#### Required task
Go through the entries below and retype them exactly, omitting each picture.

#### Information given
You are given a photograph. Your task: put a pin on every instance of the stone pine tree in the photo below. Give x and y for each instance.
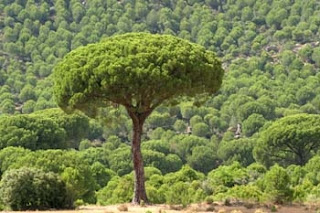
(139, 71)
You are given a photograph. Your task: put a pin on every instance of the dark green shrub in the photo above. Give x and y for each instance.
(31, 189)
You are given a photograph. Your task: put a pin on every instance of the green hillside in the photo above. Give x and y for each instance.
(265, 113)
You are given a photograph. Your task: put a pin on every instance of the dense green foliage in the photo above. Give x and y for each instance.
(30, 189)
(270, 50)
(140, 71)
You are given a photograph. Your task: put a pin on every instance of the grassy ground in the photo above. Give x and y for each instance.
(199, 208)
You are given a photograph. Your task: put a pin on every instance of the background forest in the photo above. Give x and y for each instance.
(257, 139)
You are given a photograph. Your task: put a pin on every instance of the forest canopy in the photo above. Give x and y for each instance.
(270, 51)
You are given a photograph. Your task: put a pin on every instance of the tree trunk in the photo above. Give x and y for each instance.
(139, 186)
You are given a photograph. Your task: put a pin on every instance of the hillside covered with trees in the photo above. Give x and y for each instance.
(257, 139)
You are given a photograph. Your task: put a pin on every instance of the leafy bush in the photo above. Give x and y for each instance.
(30, 189)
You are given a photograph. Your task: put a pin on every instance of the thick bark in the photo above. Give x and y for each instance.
(139, 180)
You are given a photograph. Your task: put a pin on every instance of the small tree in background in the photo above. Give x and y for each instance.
(139, 71)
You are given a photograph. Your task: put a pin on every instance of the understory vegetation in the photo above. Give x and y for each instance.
(256, 140)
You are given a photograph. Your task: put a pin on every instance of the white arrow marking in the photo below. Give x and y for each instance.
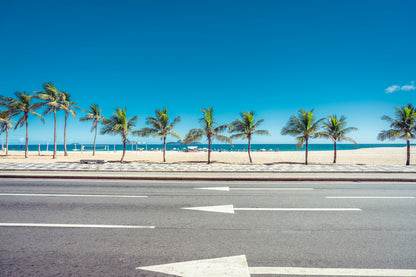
(236, 266)
(228, 188)
(230, 209)
(72, 195)
(48, 225)
(370, 197)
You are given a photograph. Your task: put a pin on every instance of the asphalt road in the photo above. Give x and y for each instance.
(381, 234)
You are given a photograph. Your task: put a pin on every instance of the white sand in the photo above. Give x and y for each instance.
(367, 156)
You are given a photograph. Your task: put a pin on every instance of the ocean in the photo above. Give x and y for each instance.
(215, 147)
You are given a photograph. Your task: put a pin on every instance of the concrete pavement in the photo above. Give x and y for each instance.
(204, 172)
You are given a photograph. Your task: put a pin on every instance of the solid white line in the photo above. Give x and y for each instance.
(331, 271)
(73, 195)
(299, 209)
(370, 197)
(74, 226)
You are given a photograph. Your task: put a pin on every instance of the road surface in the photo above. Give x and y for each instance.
(115, 228)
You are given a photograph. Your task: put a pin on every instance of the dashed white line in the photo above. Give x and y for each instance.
(49, 225)
(370, 197)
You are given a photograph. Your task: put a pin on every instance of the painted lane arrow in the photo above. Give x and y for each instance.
(236, 266)
(229, 209)
(228, 188)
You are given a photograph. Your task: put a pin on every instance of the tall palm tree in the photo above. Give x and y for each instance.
(52, 100)
(160, 127)
(69, 107)
(403, 126)
(208, 129)
(22, 105)
(118, 123)
(335, 129)
(246, 127)
(94, 115)
(303, 127)
(6, 123)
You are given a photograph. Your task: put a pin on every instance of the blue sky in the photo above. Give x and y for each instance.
(355, 58)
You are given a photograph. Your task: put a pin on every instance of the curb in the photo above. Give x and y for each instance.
(225, 179)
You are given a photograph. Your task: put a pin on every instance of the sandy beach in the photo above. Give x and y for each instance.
(365, 156)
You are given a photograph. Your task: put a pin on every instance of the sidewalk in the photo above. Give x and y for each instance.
(204, 172)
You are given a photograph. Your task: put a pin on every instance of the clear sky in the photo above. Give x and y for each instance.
(356, 58)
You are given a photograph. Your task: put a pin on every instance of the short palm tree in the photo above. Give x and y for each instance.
(335, 129)
(6, 124)
(94, 115)
(160, 127)
(246, 127)
(209, 130)
(119, 124)
(402, 127)
(22, 105)
(303, 127)
(69, 107)
(52, 98)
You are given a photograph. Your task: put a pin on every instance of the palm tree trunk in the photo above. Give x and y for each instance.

#### Full response
You are given a photograph. Your task: put a pin on every instance of the stone pine tree in the photo below. Give x and y for each instance.
(139, 71)
You are given a photograph. Your task: put a pin on every instance of the dark green shrub in the photo above. Give x and y for each instance.
(31, 189)
You are given a photograph. Your task: put a pin on every instance of the green hillside in the photo above. Give x and y for each instance.
(265, 113)
You are given a photograph. Your task: put a pin on every instance of the dense green foliage in the photo above. Give x and y for each instance.
(30, 189)
(270, 50)
(140, 71)
You are given a photograph. Your task: put a pin on every instance of the grassy ground in the photo above. Give x and y for each instance.
(199, 208)
You are given a photograph. Your task: put a pin on every instance of the background forest in the photo above. Give x and y for each instance.
(257, 139)
You are given a photograph. Your task: put a pin on every instance of the forest canopy in the photo above. Give x and y for each instance.
(270, 51)
You are given a photograph. Your task: put a pin on every instance of the tree trunk in the photo above. Give x and y for each instance.
(139, 186)
You are given a photograph. Your task: put a pin on every instance of the hillside covered with trees in the photo above. Give x and y for each instance.
(257, 139)
You are given a photograph. Your task: put a pin on every instance of the leafy bush in the photo above. Give x and y for each instance.
(30, 189)
You are given a photograph. Your task: put a pin on every instance of the thick bark in the photo above. Give x and y for each instance.
(139, 180)
You are given a photograph. Your task: put a pin on every instance of the small tree in background in the photo above. Give x and y for each instance.
(139, 71)
You are given a photograph. Your task: put a pin on every instance of the understory vegetation in the photo above. Give x and y for each instance.
(256, 140)
You are given a photograph. Your task: put a pin on every instance of the white arrow marking in the photo below. Give x and y for each instance.
(236, 266)
(228, 188)
(230, 209)
(72, 195)
(48, 225)
(370, 197)
You are given a photograph. Your task: put a pin on every instance of the asphalt road in the photo above. Give x and y for each instance.
(381, 234)
You are given a photograph. Your task: put a pin on every instance of the white sand in the photo above. Give x and y for each instance.
(367, 156)
You are given a photograph. Your task: put a pin on every instance of the ocean in the photo above. Give x and y for each instance.
(215, 147)
You are given a photograph. Your task: put a pin on every instance of the concrete pavement in the photo above. Give x and y for each instance.
(204, 172)
You are given a photograph. Your task: put a pin on every instance of the solid white line in the photo above. Give x and y for each instance.
(331, 271)
(73, 195)
(299, 209)
(370, 197)
(74, 226)
You are given a photograph. Your task: put a pin on every instance of the road surface in the photo above. Give x and y for each instance.
(115, 228)
You are given a photograph. Your task: put a pin on every instance of the dashed white line in the photo above. Give x and y for each instance.
(49, 225)
(370, 197)
You are given a photograph. Your task: put a pin on every instance of the painted lane arrow in the photo above. Give x and y for each instance.
(236, 266)
(229, 209)
(228, 188)
You are given a photograph. Your task: put a pin on every instance of the tall palm tree in the photo above. Give x and y for each instance.
(52, 100)
(160, 127)
(69, 107)
(403, 126)
(208, 129)
(22, 105)
(118, 123)
(335, 129)
(246, 127)
(94, 115)
(303, 127)
(6, 123)
You are given a photograph. Your task: put a pin on every instance of the blue sky in the photo above. Give x and y for each instance.
(355, 58)
You are given a photograph. Your task: put a pin on every instance of the curb in the photo above. Give x and y for each instance.
(225, 179)
You are given a photograph. Your task: put a pin on every instance of the sandy beach in the photo above. Give x and y for each instance.
(365, 156)
You are given a photograph. Your task: put a pin on every instance of the sidewalk in the photo above. Give x and y for each instance.
(204, 172)
You are given a photograph. Your task: put a pin on every instance of the clear sky in the photo above. Give x and y for each instance.
(356, 58)
You are given a photograph. Your task: put a pin on every instance of the short palm tree in the photo above. Give x and y for each instance.
(335, 129)
(6, 124)
(94, 115)
(160, 127)
(246, 127)
(209, 130)
(119, 124)
(402, 127)
(22, 105)
(303, 127)
(69, 107)
(52, 98)
You are given a photograph. Your task: put a pin on every instance of the palm tree trunk in the photo above. Give x and y for each instance.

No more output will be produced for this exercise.